Problem requirements:
Would it be possible to output exactly, and only, the lines below from the one holding "Could you please indicate the water" to the last line, both included, with every picture left out?

Information shown:
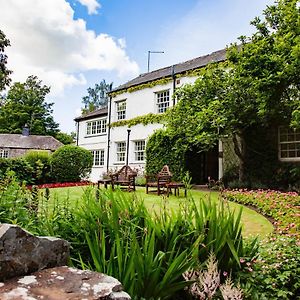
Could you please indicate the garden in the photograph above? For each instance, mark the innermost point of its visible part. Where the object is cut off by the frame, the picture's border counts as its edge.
(203, 246)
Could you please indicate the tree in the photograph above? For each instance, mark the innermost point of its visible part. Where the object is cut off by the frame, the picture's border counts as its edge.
(258, 86)
(25, 104)
(4, 72)
(97, 97)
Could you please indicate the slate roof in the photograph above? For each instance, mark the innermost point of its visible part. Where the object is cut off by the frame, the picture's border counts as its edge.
(92, 115)
(20, 141)
(180, 68)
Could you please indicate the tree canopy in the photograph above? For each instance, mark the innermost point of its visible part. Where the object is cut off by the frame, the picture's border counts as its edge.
(258, 85)
(4, 72)
(97, 97)
(25, 104)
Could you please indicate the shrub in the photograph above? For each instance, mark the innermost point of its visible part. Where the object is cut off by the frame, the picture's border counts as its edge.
(282, 207)
(40, 162)
(71, 163)
(276, 272)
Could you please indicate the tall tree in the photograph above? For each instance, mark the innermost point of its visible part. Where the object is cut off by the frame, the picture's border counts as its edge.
(97, 97)
(259, 85)
(4, 72)
(25, 104)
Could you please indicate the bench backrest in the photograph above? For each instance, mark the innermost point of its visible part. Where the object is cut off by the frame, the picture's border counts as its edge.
(164, 175)
(124, 173)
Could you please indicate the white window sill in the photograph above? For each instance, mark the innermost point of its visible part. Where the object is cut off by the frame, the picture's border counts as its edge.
(94, 135)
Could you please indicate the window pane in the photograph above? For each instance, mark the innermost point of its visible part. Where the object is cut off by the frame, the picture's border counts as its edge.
(162, 100)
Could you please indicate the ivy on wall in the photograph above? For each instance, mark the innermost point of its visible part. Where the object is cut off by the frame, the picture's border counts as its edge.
(161, 149)
(144, 120)
(189, 73)
(150, 84)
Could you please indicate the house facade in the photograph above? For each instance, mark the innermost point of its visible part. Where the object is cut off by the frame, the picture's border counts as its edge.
(114, 143)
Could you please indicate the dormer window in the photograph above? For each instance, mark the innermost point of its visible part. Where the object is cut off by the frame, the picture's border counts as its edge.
(121, 110)
(162, 101)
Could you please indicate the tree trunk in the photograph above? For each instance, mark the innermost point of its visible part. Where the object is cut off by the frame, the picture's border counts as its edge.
(240, 151)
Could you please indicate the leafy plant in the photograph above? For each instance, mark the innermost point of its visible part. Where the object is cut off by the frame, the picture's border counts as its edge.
(282, 207)
(71, 163)
(276, 272)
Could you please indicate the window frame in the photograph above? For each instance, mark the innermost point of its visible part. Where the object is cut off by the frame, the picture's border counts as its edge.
(96, 127)
(140, 152)
(291, 145)
(121, 151)
(4, 153)
(162, 106)
(121, 111)
(98, 156)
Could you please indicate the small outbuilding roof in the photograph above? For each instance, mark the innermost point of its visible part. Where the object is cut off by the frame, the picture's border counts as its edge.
(38, 142)
(180, 68)
(91, 115)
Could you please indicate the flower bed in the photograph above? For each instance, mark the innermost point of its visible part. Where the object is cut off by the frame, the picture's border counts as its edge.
(63, 184)
(284, 208)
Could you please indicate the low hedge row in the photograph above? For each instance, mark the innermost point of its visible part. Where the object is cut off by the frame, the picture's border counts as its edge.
(284, 208)
(67, 164)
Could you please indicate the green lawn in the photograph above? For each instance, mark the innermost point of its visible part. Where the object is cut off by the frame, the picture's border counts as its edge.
(253, 223)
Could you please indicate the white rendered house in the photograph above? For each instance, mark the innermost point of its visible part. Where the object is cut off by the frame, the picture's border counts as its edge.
(114, 146)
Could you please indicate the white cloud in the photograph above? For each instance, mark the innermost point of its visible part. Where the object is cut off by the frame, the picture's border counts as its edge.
(46, 41)
(92, 6)
(207, 27)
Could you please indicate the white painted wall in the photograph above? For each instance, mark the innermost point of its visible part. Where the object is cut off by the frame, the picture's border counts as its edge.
(138, 103)
(93, 142)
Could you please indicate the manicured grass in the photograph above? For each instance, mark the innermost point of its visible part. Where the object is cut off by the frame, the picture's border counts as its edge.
(253, 222)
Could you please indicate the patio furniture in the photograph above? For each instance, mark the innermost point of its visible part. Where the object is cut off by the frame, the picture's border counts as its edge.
(158, 181)
(105, 182)
(124, 177)
(176, 186)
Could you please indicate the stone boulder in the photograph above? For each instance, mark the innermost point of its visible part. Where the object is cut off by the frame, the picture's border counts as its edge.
(63, 283)
(22, 253)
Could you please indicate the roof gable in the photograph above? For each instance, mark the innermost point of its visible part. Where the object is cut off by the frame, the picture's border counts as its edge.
(38, 142)
(180, 68)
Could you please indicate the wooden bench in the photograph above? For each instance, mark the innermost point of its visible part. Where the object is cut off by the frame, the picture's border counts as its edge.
(124, 177)
(159, 181)
(176, 186)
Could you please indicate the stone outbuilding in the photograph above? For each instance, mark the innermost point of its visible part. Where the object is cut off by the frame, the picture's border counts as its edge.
(14, 145)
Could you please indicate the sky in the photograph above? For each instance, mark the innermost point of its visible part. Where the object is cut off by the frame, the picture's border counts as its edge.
(73, 44)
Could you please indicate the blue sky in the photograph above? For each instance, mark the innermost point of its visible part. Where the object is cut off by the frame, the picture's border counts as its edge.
(73, 44)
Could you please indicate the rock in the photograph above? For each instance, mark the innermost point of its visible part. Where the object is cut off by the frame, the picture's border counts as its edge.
(22, 253)
(63, 283)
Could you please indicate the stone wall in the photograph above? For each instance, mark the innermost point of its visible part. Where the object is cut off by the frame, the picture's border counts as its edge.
(42, 260)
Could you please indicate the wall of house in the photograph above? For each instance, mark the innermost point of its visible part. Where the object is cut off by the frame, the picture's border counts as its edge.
(93, 142)
(138, 103)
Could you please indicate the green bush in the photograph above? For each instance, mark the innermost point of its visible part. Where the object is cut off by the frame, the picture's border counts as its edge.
(116, 234)
(71, 163)
(282, 207)
(22, 169)
(276, 272)
(40, 162)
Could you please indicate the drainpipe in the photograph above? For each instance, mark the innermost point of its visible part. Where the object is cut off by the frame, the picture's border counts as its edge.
(77, 134)
(174, 84)
(127, 152)
(108, 133)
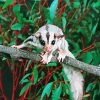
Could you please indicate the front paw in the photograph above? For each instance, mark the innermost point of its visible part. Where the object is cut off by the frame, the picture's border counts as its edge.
(44, 58)
(61, 55)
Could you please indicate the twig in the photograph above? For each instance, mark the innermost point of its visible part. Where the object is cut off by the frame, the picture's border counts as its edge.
(16, 53)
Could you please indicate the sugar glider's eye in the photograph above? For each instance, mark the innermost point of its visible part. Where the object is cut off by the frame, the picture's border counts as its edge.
(42, 42)
(53, 42)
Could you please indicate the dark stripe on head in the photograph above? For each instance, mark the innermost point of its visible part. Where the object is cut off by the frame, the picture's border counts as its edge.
(47, 35)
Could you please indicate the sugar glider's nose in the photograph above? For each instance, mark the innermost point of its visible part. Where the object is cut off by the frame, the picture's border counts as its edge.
(48, 48)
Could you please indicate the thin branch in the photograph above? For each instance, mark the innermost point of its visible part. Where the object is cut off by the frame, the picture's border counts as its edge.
(16, 53)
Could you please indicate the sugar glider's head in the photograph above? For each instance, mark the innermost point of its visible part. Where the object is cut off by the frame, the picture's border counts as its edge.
(48, 40)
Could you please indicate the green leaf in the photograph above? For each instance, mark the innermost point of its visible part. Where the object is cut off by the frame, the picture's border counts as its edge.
(0, 39)
(52, 64)
(29, 62)
(95, 27)
(24, 78)
(57, 93)
(96, 4)
(90, 87)
(25, 88)
(87, 57)
(64, 23)
(68, 2)
(16, 9)
(7, 3)
(17, 26)
(67, 91)
(35, 74)
(85, 2)
(47, 90)
(76, 4)
(53, 8)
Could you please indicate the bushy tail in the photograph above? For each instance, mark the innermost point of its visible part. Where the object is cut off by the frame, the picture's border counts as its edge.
(76, 81)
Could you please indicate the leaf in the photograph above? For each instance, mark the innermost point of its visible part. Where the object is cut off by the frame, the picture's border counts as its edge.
(95, 27)
(52, 64)
(87, 57)
(57, 93)
(29, 62)
(90, 87)
(53, 8)
(25, 88)
(68, 2)
(7, 3)
(64, 23)
(24, 78)
(16, 9)
(47, 90)
(96, 4)
(76, 4)
(67, 90)
(17, 26)
(85, 2)
(35, 74)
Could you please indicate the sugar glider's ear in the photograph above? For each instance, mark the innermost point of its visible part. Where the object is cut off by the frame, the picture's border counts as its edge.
(37, 34)
(58, 36)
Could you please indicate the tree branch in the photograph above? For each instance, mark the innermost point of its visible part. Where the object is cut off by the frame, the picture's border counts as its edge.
(18, 53)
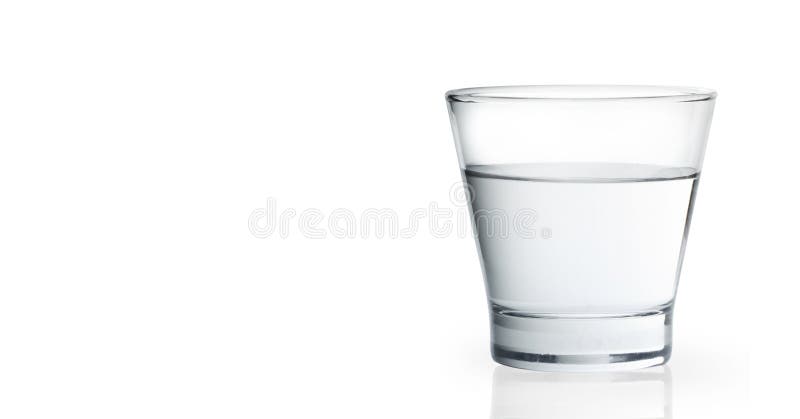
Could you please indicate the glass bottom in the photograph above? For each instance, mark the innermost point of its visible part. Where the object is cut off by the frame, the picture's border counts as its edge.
(582, 344)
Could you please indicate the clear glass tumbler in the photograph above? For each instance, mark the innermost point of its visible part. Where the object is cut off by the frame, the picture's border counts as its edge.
(581, 200)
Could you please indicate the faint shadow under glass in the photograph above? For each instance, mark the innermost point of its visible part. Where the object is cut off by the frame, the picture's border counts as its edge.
(635, 394)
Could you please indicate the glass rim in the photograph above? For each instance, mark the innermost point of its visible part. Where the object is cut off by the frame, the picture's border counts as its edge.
(579, 92)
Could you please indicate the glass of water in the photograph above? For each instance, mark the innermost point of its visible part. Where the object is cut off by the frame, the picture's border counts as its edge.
(581, 199)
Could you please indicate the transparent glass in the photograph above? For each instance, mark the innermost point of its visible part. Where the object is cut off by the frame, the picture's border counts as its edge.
(581, 200)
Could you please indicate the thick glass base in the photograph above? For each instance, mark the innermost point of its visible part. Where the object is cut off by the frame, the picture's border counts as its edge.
(582, 344)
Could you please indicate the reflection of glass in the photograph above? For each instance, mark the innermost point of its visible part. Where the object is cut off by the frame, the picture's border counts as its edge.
(620, 395)
(581, 199)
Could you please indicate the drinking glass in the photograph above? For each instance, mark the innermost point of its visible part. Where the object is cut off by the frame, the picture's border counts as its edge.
(581, 199)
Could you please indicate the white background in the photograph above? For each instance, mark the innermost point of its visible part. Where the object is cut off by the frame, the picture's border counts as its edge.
(136, 138)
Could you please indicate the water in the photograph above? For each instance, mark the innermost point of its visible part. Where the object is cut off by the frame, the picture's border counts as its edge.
(592, 240)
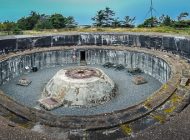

Task output:
Could you please indicate the water in the photograph above? For each instance, mark the innermost point of its visible part. Where the object is cut off by the frame, the picture's border counts as its edge.
(592, 240)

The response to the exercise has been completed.